**Problem to solve**
Revise the stretch of the listing from the line containing "Target: thatched roof" through the end of the listing, changing "thatched roof" to "straw roof" and keeping every other character as it is. Return only those lines.
(begin)
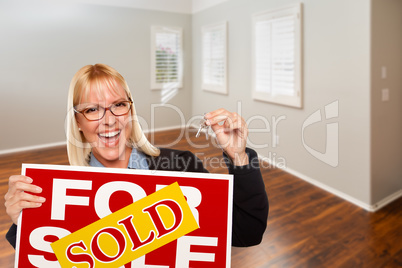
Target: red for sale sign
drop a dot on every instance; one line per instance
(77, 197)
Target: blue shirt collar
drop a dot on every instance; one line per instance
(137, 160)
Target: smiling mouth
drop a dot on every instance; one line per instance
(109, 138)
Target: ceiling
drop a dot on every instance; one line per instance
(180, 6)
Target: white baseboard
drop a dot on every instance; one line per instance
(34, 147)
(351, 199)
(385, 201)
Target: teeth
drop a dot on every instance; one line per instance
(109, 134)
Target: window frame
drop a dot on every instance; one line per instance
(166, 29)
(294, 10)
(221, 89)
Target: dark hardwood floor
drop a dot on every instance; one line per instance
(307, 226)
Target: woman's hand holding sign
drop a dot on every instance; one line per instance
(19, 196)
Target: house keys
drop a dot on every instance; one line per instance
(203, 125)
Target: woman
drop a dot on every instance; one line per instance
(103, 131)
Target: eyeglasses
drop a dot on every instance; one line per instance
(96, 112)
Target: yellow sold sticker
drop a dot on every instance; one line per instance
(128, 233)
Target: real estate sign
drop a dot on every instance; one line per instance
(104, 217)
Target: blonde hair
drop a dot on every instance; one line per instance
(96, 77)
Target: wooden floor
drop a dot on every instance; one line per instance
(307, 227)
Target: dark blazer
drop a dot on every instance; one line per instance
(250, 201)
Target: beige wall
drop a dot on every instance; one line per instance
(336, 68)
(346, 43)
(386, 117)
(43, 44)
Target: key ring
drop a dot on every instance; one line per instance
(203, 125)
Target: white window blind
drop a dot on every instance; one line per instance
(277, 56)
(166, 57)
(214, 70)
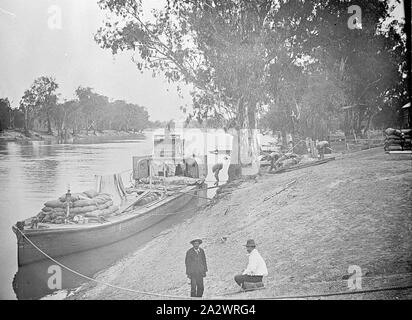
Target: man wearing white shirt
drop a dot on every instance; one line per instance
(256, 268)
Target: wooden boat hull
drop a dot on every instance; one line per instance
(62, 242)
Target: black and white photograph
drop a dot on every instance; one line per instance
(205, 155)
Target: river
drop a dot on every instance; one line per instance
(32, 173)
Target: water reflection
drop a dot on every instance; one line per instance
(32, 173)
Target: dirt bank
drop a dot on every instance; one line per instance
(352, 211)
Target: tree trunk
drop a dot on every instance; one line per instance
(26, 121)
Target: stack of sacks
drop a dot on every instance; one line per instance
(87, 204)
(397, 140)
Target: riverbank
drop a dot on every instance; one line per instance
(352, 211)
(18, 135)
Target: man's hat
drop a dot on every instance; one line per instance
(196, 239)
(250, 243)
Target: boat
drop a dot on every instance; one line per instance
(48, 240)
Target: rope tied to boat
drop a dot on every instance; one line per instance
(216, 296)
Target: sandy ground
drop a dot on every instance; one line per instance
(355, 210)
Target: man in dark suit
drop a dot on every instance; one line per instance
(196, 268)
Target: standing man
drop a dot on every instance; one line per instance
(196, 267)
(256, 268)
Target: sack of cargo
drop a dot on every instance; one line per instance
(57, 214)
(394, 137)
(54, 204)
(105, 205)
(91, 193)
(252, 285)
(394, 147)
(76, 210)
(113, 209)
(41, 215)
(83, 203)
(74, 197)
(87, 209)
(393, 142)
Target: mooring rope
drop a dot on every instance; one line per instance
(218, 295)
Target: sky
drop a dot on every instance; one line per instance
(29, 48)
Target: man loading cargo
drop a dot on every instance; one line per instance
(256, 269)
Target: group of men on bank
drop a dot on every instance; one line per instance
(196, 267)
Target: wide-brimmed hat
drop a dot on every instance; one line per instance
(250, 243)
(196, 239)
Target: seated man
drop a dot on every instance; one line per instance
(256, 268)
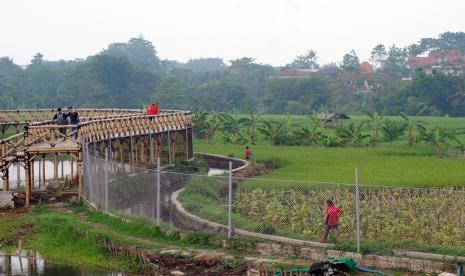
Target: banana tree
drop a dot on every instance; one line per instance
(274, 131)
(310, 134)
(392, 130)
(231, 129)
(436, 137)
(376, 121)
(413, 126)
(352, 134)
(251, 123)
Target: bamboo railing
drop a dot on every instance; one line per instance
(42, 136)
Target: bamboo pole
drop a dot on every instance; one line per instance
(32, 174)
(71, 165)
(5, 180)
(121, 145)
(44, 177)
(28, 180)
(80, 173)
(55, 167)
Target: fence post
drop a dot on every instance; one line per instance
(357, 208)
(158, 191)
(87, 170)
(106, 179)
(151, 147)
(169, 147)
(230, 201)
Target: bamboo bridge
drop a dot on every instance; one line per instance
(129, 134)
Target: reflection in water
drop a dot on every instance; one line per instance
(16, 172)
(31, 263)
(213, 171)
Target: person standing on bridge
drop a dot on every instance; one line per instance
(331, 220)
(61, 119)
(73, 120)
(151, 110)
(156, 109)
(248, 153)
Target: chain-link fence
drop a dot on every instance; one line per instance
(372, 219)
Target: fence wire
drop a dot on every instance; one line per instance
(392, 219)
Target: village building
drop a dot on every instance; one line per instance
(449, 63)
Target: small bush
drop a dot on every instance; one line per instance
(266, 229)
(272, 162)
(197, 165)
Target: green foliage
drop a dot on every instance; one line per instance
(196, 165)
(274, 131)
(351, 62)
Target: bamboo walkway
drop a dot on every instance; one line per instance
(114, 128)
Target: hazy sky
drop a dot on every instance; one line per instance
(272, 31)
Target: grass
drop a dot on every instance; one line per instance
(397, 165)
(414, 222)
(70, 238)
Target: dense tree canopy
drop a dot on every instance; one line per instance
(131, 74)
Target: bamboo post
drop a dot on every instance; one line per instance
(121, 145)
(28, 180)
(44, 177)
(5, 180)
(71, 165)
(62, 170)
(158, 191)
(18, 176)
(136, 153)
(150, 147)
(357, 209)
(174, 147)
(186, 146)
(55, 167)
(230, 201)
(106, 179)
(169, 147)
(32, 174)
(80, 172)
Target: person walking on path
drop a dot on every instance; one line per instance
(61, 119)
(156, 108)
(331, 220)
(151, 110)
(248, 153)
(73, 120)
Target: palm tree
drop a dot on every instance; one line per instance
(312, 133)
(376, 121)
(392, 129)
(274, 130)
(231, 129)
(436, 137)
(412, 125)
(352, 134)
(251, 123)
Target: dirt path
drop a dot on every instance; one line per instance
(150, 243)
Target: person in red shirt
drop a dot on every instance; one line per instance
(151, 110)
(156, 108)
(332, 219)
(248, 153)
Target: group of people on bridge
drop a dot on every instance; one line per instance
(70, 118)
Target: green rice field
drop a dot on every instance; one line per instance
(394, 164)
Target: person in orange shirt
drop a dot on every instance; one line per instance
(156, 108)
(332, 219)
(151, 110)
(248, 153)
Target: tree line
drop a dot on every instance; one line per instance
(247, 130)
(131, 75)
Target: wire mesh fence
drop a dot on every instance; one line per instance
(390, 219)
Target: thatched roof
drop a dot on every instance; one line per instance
(end)
**Full solution**
Target: straw roof
drop a dot on every instance; one line per instance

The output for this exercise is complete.